> **Fragmento**:
“Ruedan calle abajo los viejos almanaques, se van descolgando del aire de las ventanas que vio cuando un hombre se rasuraba y una mujer planchaba la ropa en el hotel Victoria a la intemperie de los años 20s.”
Pasa el viento con tanta fuerza como si viniese de muy lejos. Pasa febrero y es como si viniese de lejos, del punto infinito en donde se originan los vientos. De la boca del lobo.
Al asomarse por la calle la gente conoce la acera donde no da el viento con tierra para los ojos. Escoge la ciudad que no lo despeina, que no le arrebata el sombrero.
Desde la orilla del camino se observa cómo pasa el tiempo en los objetos que se usaron. Ruedan calle abajo los viejos almanaques, se van descolgando del aire de las ventanas que vio cuando un hombre se rasuraba y una mujer planchaba la ropa en el hotel Victoria a la intemperie de los años 20s.
En las calles del centro y en ciertos bulevares el pavimento pasa por abajo de los papeles. En el arroyo, como un pequeño cordón, el agua anhelada pasa sonriendo y brilla con el sol en la garganta de la boca sedienta.
Las láminas vibran en los techos y recogen el sonido de antiguos tambores del cielo, los anuncios de los refrescos bailan e intentan la última manera de soltarse de los días inclementes.
El viento que en la mañana fue norte a mediodía viene del este y recoge la falda de las mujeres. Atrás vienen todas las nubes que se desvelaron, que no pasaron anoche entre las luces de los carros. Los vientos que se encuentran danzan en pequeños remolinos y se resuelven en las orillas de los patios, en los rincones insospechados del olvido del carnaval y sus aniversarios.
Ahí van las palabras que se dijeron. Adiós dijeron. Nada ganaron con decir todo. Pasan en el aire transparente, en el recuerdo de una temporada de invierno.

> **Instrucciones**:
1. Reescribe el fragmento sobre el viento desde "En las calles" hasta "la boca sedienta.", ambos incluidos, y cambia "pavimento" por "asfalto".
2. Retoma el fragmento sobre el viento y continúalo a partir de su última oración.
Las filas no intervienen en nada de esto.

Filas de colocación de puntos
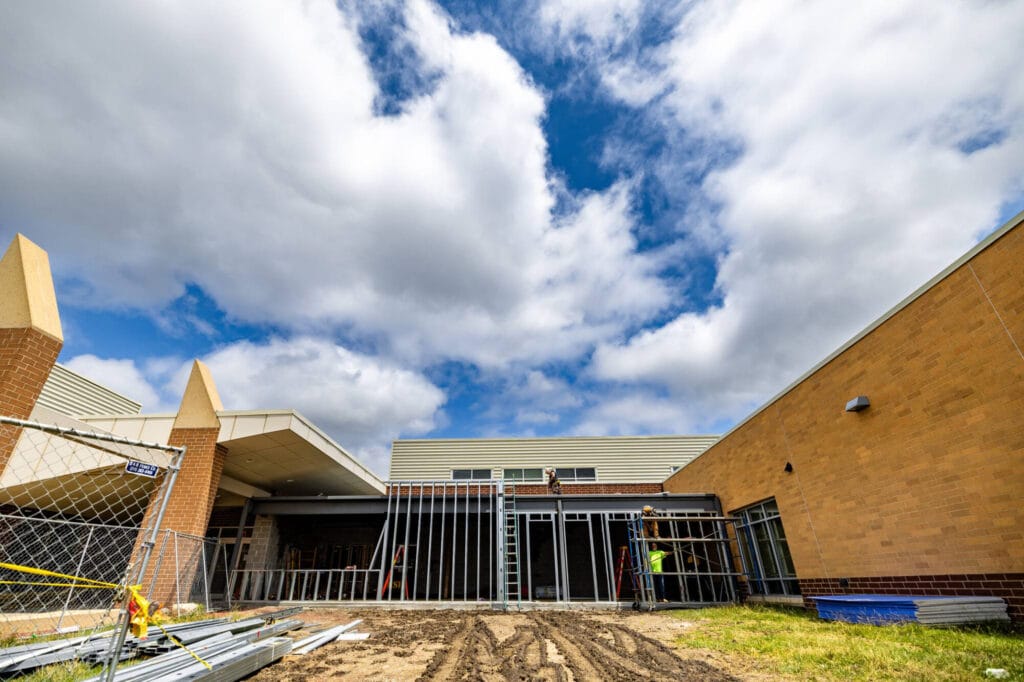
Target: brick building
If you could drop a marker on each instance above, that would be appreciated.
(894, 465)
(919, 493)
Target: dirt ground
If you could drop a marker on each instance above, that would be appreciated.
(530, 645)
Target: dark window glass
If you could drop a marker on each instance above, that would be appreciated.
(470, 474)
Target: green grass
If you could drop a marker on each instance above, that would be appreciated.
(67, 672)
(793, 642)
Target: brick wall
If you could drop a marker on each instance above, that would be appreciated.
(26, 359)
(540, 488)
(928, 481)
(192, 500)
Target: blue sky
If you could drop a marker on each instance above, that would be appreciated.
(409, 219)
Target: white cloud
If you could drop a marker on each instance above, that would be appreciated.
(122, 376)
(604, 20)
(859, 175)
(236, 145)
(629, 412)
(364, 401)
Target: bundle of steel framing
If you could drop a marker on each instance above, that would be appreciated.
(232, 648)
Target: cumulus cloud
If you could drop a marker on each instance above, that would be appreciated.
(365, 402)
(237, 146)
(877, 143)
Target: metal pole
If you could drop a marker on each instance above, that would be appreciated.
(479, 518)
(404, 554)
(206, 580)
(384, 554)
(564, 545)
(465, 552)
(177, 576)
(419, 522)
(78, 571)
(554, 558)
(440, 545)
(593, 557)
(237, 550)
(500, 535)
(110, 666)
(492, 505)
(529, 568)
(430, 543)
(455, 541)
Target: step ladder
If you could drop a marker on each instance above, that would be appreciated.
(513, 588)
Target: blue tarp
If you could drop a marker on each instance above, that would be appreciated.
(875, 608)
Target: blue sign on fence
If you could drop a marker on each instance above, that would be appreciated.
(141, 469)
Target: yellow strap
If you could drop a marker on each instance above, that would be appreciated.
(82, 587)
(133, 589)
(50, 573)
(193, 653)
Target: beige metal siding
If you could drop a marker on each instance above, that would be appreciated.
(617, 459)
(72, 394)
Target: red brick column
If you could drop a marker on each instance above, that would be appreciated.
(26, 359)
(196, 427)
(188, 512)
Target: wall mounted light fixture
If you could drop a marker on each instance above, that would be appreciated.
(858, 403)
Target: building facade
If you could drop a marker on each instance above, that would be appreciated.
(921, 493)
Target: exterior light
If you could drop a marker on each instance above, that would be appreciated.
(858, 403)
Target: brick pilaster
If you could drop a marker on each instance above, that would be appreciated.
(26, 359)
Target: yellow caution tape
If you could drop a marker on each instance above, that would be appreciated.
(89, 583)
(51, 573)
(74, 585)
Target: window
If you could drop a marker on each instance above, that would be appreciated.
(530, 475)
(471, 474)
(570, 474)
(765, 551)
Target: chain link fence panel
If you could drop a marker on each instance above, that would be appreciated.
(79, 514)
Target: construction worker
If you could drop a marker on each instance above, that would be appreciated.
(656, 556)
(141, 613)
(649, 522)
(554, 485)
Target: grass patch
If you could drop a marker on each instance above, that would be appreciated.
(72, 671)
(795, 642)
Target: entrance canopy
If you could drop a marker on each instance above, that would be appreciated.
(269, 452)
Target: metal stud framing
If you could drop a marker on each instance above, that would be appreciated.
(451, 542)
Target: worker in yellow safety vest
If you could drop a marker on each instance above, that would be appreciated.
(656, 556)
(141, 612)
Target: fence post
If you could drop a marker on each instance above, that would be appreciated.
(110, 666)
(78, 571)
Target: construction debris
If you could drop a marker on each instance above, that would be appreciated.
(306, 645)
(881, 608)
(214, 649)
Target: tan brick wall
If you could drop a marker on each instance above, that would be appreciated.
(930, 479)
(26, 359)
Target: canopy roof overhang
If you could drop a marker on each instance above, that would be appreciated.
(269, 452)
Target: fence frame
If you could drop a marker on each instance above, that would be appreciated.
(163, 491)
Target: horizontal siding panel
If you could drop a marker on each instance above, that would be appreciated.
(72, 394)
(617, 459)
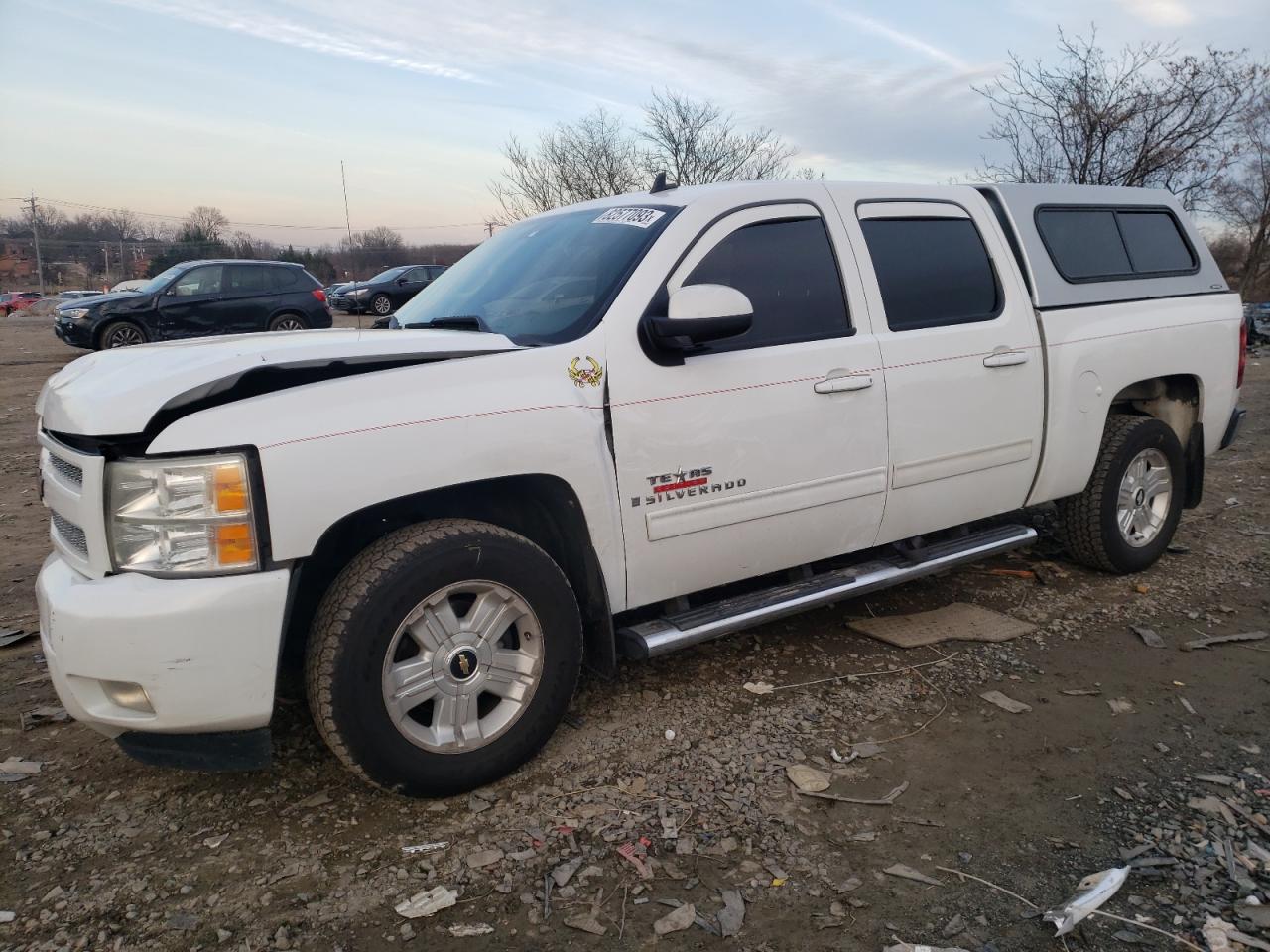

> **Respuestas**:
1.
En las calles del centro y en ciertos bulevares el asfalto pasa por abajo de los papeles. En el arroyo, como un pequeño cordón, el agua anhelada pasa sonriendo y brilla con el sol en la garganta de la boca sedienta.

2.
Le dicen febrero loco. Es un mundo de locos. Es como cuando todo está en calma y nadie espera que ladre un perro y llueve nada más para escuchar el ladrido. Sí febrero está loco nosotros tampoco. Hay gente sin camisa arriba de un techo, viendo cómo cae la última hoja.
El viento hace correr más recio a las personas tropezar, caer más pronto, elevar una papalote mientras masca un chicle y le hace la parada al micro, del 12 por 16, que pasa por el centro.
Parece que va a llover y no llueve. La mañana trajo el impermeable, la última chamarra, el haber corrido una cuadra sólo para usted vea qué ocurre en un año bisiesto.
Las frecuencias de la radio se confunden en el espacio con el sonido del altavoz de un centro comercial. La señorita que habla quiere que usted compre todo antes de que el mundo se acabe. Pero el mundo nomás para contradecirla no se acaba. En la calle siguen pasando los carros con los vidrios cerrados para que no pase nada.
Los días sin embargo avanzan como un tren y silvan entre el follaje de las últimas casas del mes. El viento sopla el último frío de este invierno, pero también comienza a no ser tan frío. Y hay quien cumple años cada 4 años bisiesto, comienzan a salir las aves a las copas de los árboles.
Estamos aquí abajo del cielo, es un año del mes de febrero en un año bisiesto de 1920. Mientras recogía el sombrero pasó el tiempo. Me devolví porque se me quemaban los frijoles y pasó el tiempo. Hicimos tiempo durante un partido de fútbol y lo guardamos en los bolsillos de los pantalones. Llegué a tiempo porque vine corriendo. Este es mi año el 2020 y no creo que hayan pasado 100 años.
Aunque extraña que los niños ya no eleven un papalote, ni los adultos se vean a los ojos para hablar sin voces; hoy se anuncian con un timbre digital desde una pantalla donde también puede que ocurra un año bisiesto, con riesgo de que llegue un duende y borré con un dedo en el espacio el 29 de febrero.
HASTA PRONTO.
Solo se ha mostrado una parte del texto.